** BEGIN Given information **

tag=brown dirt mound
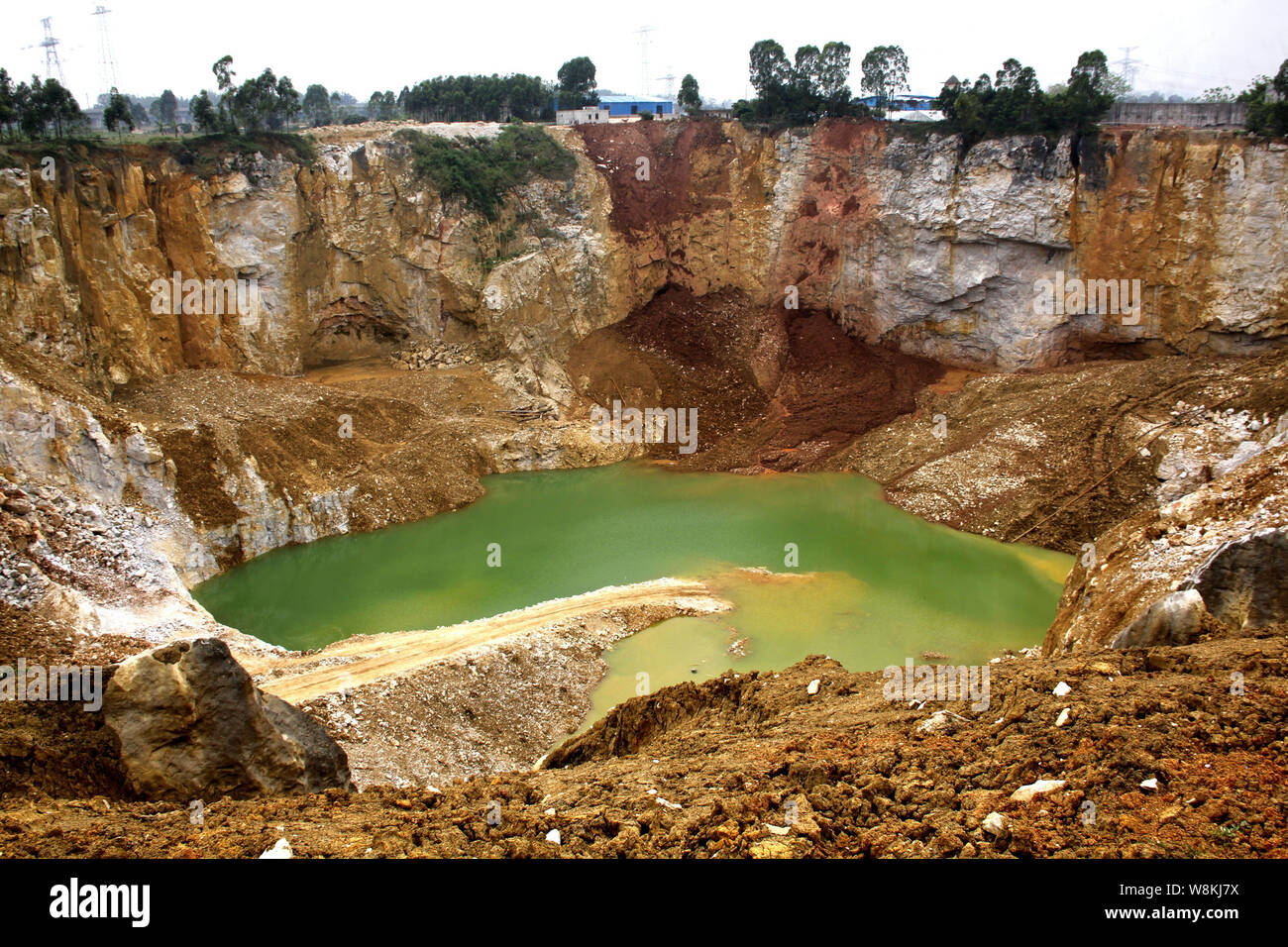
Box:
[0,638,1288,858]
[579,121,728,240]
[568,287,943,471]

** END Given information **
** BEGIN Given information **

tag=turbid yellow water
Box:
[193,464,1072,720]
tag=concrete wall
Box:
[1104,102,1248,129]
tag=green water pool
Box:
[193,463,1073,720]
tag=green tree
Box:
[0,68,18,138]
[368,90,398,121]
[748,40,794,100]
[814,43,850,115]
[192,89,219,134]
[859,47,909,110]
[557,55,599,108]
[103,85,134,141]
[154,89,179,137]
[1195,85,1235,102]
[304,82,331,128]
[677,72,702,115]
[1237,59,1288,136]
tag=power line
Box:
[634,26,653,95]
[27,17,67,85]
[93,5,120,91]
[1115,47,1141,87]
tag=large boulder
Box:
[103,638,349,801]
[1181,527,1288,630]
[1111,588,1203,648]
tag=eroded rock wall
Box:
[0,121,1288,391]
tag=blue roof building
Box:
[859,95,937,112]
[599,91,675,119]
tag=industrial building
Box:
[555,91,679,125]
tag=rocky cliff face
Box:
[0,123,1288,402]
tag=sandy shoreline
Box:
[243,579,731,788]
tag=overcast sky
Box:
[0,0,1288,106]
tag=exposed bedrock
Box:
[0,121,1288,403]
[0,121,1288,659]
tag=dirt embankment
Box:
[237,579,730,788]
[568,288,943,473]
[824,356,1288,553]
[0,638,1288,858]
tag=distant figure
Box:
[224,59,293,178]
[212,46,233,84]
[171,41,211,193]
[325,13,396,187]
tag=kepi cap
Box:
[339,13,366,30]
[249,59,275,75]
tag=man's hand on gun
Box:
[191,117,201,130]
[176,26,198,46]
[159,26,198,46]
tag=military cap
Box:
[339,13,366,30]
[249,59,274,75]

** END Given information **
** BEGIN Given information **

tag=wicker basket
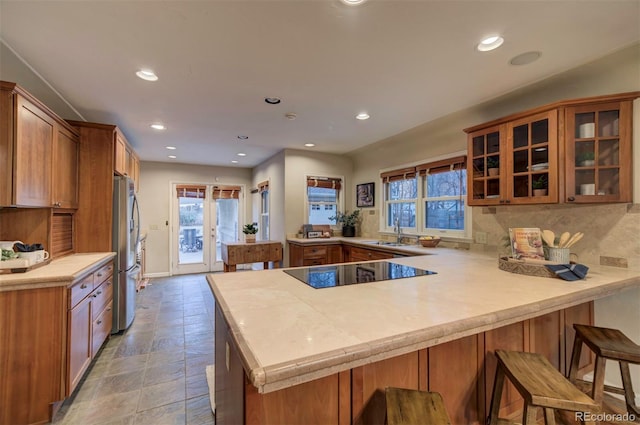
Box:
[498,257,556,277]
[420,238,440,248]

** END Given information **

Copy out everything in the data from the line containing "tag=dirt embankment" down to the line containing "[249,59,274,75]", including both of those lines.

tag=dirt embankment
Box:
[237,579,730,788]
[568,288,943,473]
[824,356,1288,553]
[0,638,1288,858]
tag=distant figure
Box:
[224,59,293,178]
[212,46,233,84]
[171,41,211,193]
[325,13,396,187]
tag=kepi cap
Box:
[339,13,366,30]
[249,59,275,75]
tag=man's hand on gun
Box:
[191,117,201,130]
[176,26,198,46]
[159,26,198,46]
tag=military cap
Box:
[339,13,366,30]
[249,59,274,75]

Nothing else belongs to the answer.